---------- DATA ENTRIES

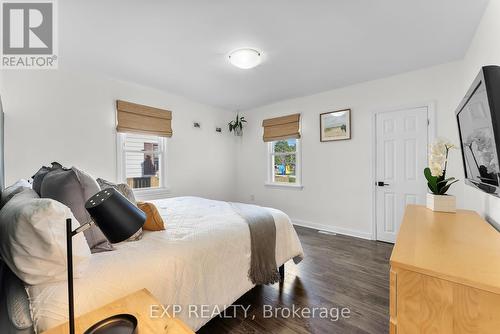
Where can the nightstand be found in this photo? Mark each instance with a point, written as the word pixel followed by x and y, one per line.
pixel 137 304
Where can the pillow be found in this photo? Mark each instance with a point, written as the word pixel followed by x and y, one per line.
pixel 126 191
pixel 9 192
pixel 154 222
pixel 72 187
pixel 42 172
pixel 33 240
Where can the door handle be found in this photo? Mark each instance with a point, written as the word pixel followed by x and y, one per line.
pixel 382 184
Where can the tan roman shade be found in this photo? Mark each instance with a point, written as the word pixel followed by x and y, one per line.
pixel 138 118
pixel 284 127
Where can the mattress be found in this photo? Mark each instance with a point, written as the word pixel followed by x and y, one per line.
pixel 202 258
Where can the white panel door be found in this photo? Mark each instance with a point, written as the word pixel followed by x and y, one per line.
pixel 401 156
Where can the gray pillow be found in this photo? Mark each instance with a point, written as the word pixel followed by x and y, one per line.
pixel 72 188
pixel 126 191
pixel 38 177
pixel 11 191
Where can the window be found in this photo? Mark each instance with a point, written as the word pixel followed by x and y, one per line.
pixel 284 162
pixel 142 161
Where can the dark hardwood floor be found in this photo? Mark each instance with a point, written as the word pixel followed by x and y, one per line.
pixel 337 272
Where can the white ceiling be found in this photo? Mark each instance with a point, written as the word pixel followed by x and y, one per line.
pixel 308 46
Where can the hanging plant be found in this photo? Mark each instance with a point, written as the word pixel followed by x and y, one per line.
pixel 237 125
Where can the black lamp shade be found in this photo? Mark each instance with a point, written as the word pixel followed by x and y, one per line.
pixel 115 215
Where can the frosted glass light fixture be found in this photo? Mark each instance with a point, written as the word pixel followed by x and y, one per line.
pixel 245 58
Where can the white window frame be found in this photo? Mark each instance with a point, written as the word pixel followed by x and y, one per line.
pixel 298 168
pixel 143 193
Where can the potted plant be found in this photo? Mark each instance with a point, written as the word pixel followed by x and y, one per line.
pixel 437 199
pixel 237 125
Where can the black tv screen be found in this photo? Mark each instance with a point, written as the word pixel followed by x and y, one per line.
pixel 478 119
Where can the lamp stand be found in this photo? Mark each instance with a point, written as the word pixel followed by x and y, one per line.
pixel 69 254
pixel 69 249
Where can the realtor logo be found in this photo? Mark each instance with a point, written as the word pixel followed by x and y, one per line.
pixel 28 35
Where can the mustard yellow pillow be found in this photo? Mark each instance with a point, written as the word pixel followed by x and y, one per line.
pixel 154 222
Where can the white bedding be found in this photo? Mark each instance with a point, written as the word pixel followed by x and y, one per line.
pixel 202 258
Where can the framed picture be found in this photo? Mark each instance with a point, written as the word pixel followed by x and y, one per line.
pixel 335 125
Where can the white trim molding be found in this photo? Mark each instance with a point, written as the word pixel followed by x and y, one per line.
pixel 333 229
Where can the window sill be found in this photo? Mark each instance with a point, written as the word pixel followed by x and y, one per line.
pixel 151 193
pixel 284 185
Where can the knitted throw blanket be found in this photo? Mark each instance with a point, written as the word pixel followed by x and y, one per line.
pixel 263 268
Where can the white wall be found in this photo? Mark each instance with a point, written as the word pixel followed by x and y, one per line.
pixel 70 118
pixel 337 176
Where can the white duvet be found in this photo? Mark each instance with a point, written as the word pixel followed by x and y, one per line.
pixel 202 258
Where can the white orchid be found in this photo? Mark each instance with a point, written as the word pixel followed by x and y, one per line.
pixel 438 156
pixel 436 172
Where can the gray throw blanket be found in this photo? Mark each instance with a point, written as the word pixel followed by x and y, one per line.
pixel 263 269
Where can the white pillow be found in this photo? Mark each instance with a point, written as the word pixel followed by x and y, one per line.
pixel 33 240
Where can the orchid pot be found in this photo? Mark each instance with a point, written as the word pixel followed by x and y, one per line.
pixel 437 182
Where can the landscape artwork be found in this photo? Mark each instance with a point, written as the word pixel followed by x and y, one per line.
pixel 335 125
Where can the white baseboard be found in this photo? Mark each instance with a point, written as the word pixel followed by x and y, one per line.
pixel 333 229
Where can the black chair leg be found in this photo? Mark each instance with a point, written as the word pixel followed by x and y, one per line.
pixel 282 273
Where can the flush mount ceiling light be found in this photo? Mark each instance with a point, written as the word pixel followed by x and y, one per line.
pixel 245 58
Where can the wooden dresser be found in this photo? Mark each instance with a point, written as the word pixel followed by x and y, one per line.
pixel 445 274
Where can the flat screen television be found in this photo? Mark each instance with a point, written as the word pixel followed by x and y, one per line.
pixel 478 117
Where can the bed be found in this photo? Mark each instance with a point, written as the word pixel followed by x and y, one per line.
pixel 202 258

--------------------

Turn every line of the records into a JSON list of strings, one string per line, skipping blank lines and leaving out the pictures.

§ RESPONSE TO THE TASK:
[
  "Where can the nightstand be found in this photo? Mark each instance with a point, written as the word pixel followed by x and y, one per line.",
  "pixel 137 304",
  "Where can the pillow be found in this photo? Mark each instance with a point, written as the word pixel followed by x and y, one per line.",
  "pixel 126 191",
  "pixel 9 192",
  "pixel 154 222",
  "pixel 72 187",
  "pixel 42 172",
  "pixel 33 240",
  "Where can the door handle be found in this photo? Mark each instance with a point, written as the word pixel followed by x and y, one per line.",
  "pixel 382 184",
  "Where can the tan roman shade be found in this photo? Mark each instance with a point, written as the word pixel followed by x and y, one per line.",
  "pixel 138 118",
  "pixel 284 127",
  "Where can the mattress be found in this photo? Mark each instance with a point, written as the word pixel followed by x and y, one per line.",
  "pixel 202 258",
  "Where can the white panel door be found in this photo? Mark each instance with a point, written as the word pixel followed by x and y, one per line.",
  "pixel 401 156",
  "Where can the gray pillow be found in this photo? Mark each instance with a point, written as the word pixel followed by x and y, one per line.",
  "pixel 72 188",
  "pixel 126 191",
  "pixel 38 177",
  "pixel 11 191",
  "Where can the window be found in this photo? Mark each instance with a point, written as the word pixel followed by x and y, one per line.",
  "pixel 284 162",
  "pixel 142 161",
  "Where can the dark hardwood floor be found in this photo? Mark each instance with a point, written as the word pixel followed by x and y, one per line.",
  "pixel 337 272",
  "Where can the white ceiling be found in this photo? Mark each instance with a point, written as the word pixel followed by x and y, one per line.",
  "pixel 308 46",
  "Where can the hanging plant be found in this photo? Mark each instance with a point, written as the word pixel followed by x and y, one per line.",
  "pixel 237 125",
  "Where can the black lamp shade be found in this photo? Mark each instance with a point, written as the word pixel followed by x and y, one per line.",
  "pixel 115 215",
  "Where can the frosted glass light fixture be found in this photo? Mark each instance with a point, written as the word pixel followed by x and y, one per line.",
  "pixel 245 58",
  "Where can the white window frame be found in this photo? Mark each instance with a point, written as the word pixel followed by x and y, one per line.",
  "pixel 298 168",
  "pixel 143 193",
  "Where can the potted plant be found in this photo? Mark each instance with a point, written as the word pixel followed by x and y, one per line.",
  "pixel 437 199",
  "pixel 237 125",
  "Where can the black tv screen be found in this photo? Mark each instance with a point, written as the word pixel followed by x and y, one per line.",
  "pixel 478 119",
  "Where can the lamp stand be found in this photo? Mark each instance with a point, written as the word pixel followed by x and y, one per line.",
  "pixel 69 254",
  "pixel 69 249",
  "Where can the realtor logo be found in this photo? Mark each instance with a point, written as the word pixel followed by x and y, one per line.",
  "pixel 28 35",
  "Where can the mustard yellow pillow be found in this photo? Mark each instance with a point, written as the word pixel followed by x and y, one per line.",
  "pixel 154 222",
  "Where can the white bedding be found in this photo? Mark each instance with a point, written as the word pixel followed by x and y, one per line.",
  "pixel 202 258",
  "Where can the framed picture be found in this photo? Mark each instance with a point, written as the word pixel followed by x and y, one per line.",
  "pixel 335 125",
  "Where can the white trim molding be found in this photo? Mark each instance with a point, written as the word pixel followed by x and y, one per line.",
  "pixel 333 229",
  "Where can the window sill be found in this photo? Mark each instance with a point, written as the word pixel followed by x and y, one per line.",
  "pixel 151 193",
  "pixel 284 185",
  "Where can the knitted throw blanket be found in this photo? Mark each instance with a point, written as the word pixel followed by x and y, one per line.",
  "pixel 263 268",
  "Where can the white wall be found in this photo? Mark each instance with a point, written as the word pixel followed by x and y, one per line.",
  "pixel 70 118",
  "pixel 337 176",
  "Where can the white duvet be found in this photo? Mark each instance with a point, written as the word pixel followed by x and y, one per line.",
  "pixel 202 258",
  "Where can the white orchid be found in this photo? Mark each instance with a point, written as the word pixel followed by x and y, one per line.",
  "pixel 438 156",
  "pixel 436 172",
  "Where can the gray throw blanket be found in this photo? Mark each instance with a point, written as the word pixel followed by x and y, one per line.",
  "pixel 263 269",
  "Where can the white pillow be found in this photo? Mark each instance with a point, written as the word pixel followed by x and y, one per line.",
  "pixel 33 240",
  "Where can the orchid pot be found in this photo? Mark each instance with a point, written as the word pixel followed by x and y, one per line.",
  "pixel 437 182",
  "Where can the landscape artwork be found in this photo? Mark each instance with a point, written as the word pixel followed by x and y, one per line.",
  "pixel 335 125",
  "Where can the white baseboard be found in this photo? Mark each instance with a point, written as the word pixel followed by x and y, one per line.",
  "pixel 333 229",
  "Where can the black chair leg be found in this photo? Mark each instance with a point, written as the word pixel followed by x and y, one per line.",
  "pixel 282 273",
  "Where can the flush mount ceiling light be found in this photo? Mark each instance with a point, written as the word pixel followed by x and y, one per line.",
  "pixel 245 58",
  "Where can the wooden dresser be found in this photo? Mark each instance with a point, written as the word pixel followed by x and y, one per line.",
  "pixel 445 274",
  "Where can the flat screen television be found in this photo? Mark each instance with a point, written as the word pixel followed by x and y, one per line.",
  "pixel 478 117",
  "Where can the bed be found in this photo? Mark each instance with a point, written as the word pixel followed by x and y, one per line.",
  "pixel 202 258"
]